▶ _Aim of the task_: Give back the entire listing verbatim.
------------------------------------------------------------------------
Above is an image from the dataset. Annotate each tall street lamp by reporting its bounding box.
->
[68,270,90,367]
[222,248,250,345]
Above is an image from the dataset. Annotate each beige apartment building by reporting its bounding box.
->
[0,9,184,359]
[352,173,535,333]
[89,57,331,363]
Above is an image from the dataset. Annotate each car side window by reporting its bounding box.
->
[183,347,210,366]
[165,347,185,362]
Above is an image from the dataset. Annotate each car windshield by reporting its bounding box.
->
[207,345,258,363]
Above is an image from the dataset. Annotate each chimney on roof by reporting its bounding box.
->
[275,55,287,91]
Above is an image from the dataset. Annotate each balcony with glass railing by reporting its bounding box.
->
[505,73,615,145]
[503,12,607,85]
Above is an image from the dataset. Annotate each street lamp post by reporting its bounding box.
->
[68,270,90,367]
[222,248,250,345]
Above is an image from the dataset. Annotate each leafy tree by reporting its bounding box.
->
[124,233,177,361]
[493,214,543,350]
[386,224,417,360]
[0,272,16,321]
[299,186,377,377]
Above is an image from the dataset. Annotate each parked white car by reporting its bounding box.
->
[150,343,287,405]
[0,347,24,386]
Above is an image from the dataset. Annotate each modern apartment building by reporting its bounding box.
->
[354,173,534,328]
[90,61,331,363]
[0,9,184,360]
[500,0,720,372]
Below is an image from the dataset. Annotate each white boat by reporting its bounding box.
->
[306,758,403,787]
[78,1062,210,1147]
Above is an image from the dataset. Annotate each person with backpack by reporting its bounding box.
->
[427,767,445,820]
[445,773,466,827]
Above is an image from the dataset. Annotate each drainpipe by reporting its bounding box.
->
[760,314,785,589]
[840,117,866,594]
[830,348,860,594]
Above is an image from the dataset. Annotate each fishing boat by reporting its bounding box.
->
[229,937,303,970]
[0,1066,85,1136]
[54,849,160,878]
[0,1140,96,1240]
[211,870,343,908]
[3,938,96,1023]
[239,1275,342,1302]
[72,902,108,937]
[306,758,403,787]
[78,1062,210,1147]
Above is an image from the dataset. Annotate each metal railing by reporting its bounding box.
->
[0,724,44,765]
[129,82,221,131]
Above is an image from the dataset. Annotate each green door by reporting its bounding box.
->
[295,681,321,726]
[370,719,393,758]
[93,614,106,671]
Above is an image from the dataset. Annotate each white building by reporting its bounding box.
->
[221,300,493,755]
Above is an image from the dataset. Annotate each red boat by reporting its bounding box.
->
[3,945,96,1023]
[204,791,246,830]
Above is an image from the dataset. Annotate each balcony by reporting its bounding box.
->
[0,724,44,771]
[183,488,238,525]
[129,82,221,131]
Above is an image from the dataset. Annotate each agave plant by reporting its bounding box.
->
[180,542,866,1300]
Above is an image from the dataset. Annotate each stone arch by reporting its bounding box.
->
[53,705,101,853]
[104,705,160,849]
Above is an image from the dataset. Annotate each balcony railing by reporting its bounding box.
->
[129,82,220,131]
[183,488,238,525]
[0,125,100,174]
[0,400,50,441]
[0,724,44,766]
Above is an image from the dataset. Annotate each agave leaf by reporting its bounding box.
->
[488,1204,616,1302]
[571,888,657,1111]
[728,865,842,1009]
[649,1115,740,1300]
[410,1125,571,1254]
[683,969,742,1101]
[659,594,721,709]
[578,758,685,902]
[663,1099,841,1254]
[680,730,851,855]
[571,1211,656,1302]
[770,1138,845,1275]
------------------------------------------------------------------------
▶ _Answer for the task_:
Above is an image from the dataset. Annotate each tall street lamp by reporting its bounding box.
->
[68,270,90,367]
[222,248,250,345]
Above is an image from the dataset. Annotate each beige apartment building by reporting its bounding box.
->
[0,9,184,359]
[352,173,535,333]
[89,57,331,363]
Above is an image from the dataset. Annotate each car side window by reporting its bounding box.
->
[183,347,210,366]
[165,347,185,362]
Above is an image from the dataset. Annotate each car windshield by reporting its bounding box.
->
[207,345,258,363]
Above is an image from the dataset. Annotate each chimney on roof by reporting its bounding box.
->
[275,55,287,91]
Above is an image from the dataset. Annotate each balcony with glass railing by reporting its bounding box.
->
[505,73,615,145]
[503,12,607,85]
Above is an image from the dataset. Annotate each street lamp post by reporting its bounding box.
->
[68,270,90,367]
[222,248,250,345]
Above is an image from the dataset. Annotate each leafy tree by reporting its bounding box.
->
[124,233,177,361]
[493,214,543,350]
[386,224,417,360]
[0,272,16,321]
[299,186,377,377]
Above is an image from the dataset. Annotate each parked white car by reporting its bounding box.
->
[150,343,287,405]
[0,347,24,386]
Above is an image from the dataset. Annotate each modern apartment building by reporting its bounding box.
->
[354,173,534,328]
[90,61,331,363]
[0,9,184,360]
[500,0,720,372]
Below is an image from the dataset. Annotate each white boat by reporting its bounding box.
->
[306,758,403,787]
[78,1062,210,1147]
Above is an image from the dataset. Annotate each person with backpack by reporting its bounding box.
->
[427,767,445,820]
[445,773,466,827]
Above is an image from the dataset. Annotate each drainpipe by reporting its bounding box.
->
[760,314,785,589]
[840,117,866,594]
[830,348,860,594]
Above is an image from the dataset. Annotate each fishing boat by reporting its bounding box.
->
[229,937,303,970]
[0,1066,85,1136]
[54,849,160,878]
[0,1140,96,1240]
[211,870,343,908]
[3,938,96,1023]
[239,1275,342,1302]
[72,902,108,937]
[306,758,403,787]
[78,1062,210,1147]
Above is an image from the dataset. Annotate each metal railing by reporting its bounding box.
->
[0,724,44,765]
[129,82,221,131]
Above is an image from the dataset. Annotate each green door by reporting its bounding box.
->
[295,681,321,726]
[370,719,393,758]
[93,614,106,671]
Above is an image from the dataset. Annotate each white building by reporting its bounding box.
->
[221,300,493,755]
Above is an image from the dataset. Annotate each red boat by reporting its bounding box.
->
[3,945,96,1023]
[204,791,246,830]
Above is an image from the dataset. Annotate each balcony by reporting its bounding box.
->
[0,724,44,771]
[183,488,238,525]
[129,82,221,131]
Above is an image from the dataset. Annotate each agave plant by reporting its bounding box.
->
[180,542,866,1300]
Above is an image from the dataset. Annotate each stone arch by reporting its bounding box.
->
[53,705,101,853]
[104,705,160,849]
Above is an image from the dataset. Annotate each balcony railing by reporting its bounding box.
->
[129,82,220,131]
[183,488,238,525]
[0,125,100,174]
[0,400,50,441]
[0,724,44,766]
Above is an image from the dataset. Annotate each agave leaf by reporting its bounding box.
->
[488,1204,616,1302]
[571,888,657,1111]
[728,865,842,1009]
[649,1115,740,1300]
[410,1125,571,1254]
[683,969,742,1101]
[659,594,721,709]
[578,758,685,902]
[663,1099,841,1254]
[680,730,851,855]
[571,1211,656,1302]
[770,1138,845,1275]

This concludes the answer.